* OBJECTIVE: Rewrite all of the entries below, replacing "phrase" with "short description" everywhere and leaving everything else unchanged. Omit the pictures from your answer.

----- PROVIDED RECORDS -----

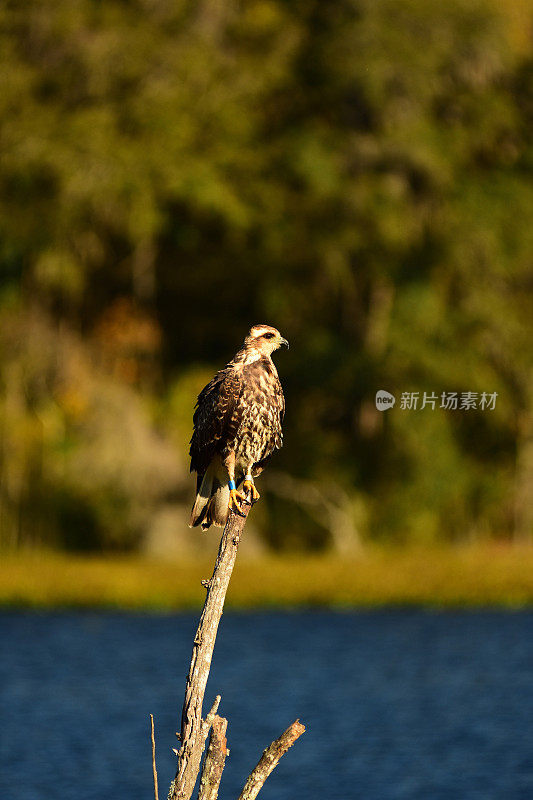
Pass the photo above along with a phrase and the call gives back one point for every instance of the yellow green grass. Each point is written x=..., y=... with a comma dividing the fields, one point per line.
x=480, y=575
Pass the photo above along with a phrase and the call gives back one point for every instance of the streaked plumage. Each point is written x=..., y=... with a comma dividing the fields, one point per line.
x=237, y=426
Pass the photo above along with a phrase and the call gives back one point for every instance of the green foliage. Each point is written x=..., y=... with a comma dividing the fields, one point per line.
x=356, y=173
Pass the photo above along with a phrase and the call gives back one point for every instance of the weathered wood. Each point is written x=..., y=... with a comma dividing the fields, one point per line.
x=269, y=760
x=193, y=731
x=214, y=760
x=154, y=768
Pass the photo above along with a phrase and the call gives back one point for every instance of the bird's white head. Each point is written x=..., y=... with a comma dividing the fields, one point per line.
x=262, y=340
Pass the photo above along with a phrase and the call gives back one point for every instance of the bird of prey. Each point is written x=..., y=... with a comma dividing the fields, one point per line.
x=237, y=427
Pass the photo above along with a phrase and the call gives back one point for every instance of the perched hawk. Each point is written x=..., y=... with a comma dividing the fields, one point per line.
x=237, y=427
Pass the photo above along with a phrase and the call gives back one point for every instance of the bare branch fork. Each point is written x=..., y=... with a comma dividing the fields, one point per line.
x=194, y=729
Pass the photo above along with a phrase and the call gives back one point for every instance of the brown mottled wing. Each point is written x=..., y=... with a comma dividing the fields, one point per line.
x=214, y=418
x=275, y=440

-----

* FINISHED EXERCISE:
Pass the photo above along with a short description and the call gives back one point for every instance of the yellow green grass. Each point is written x=..., y=... with a comma dividing the fields, one point per line.
x=480, y=575
Pass the photo above along with a short description and the call gives back one point for every instance of the streaked plumage. Each point is written x=..., y=... with a comma dividing the fields, one point per line.
x=237, y=426
Pass the photo above along with a short description and the call gives back one point for every instance of the green foliage. Each point is written x=..., y=... with a comma dividing the fields, one point per line.
x=356, y=173
Pass the photo above along with a short description and the call gives back one point for every instance of the weathered wood. Each point is written x=..., y=... with a comma dividing the fields, one point per line.
x=269, y=760
x=193, y=731
x=214, y=760
x=154, y=768
Pass the photo above along with a short description and the call gives back one point for every instance of the bird's white head. Each point is written x=..., y=... with a comma dividing the fields, one point per line.
x=262, y=340
Pass the photo above along with a short description and the call gives back one point for every instance of the bird of prey. Each point is written x=..., y=... with a comma dividing the fields, one point per line.
x=237, y=427
Pass the photo above along with a short description and the call gives back one point for every instance of the perched hawk. Each point is written x=..., y=... with a comma dividing the fields, one point per line.
x=237, y=427
Pass the photo above along with a short description and the call gives back one point for every instance of the bare branch fork. Each point is written x=..., y=... with a comma dividing the fields, one point per line.
x=194, y=729
Pass the photo above along with a short description and the call gives back one point for every instance of the brown mottled wing. Each point is written x=..., y=... with a comma dividing the fields, one point per line.
x=214, y=418
x=275, y=440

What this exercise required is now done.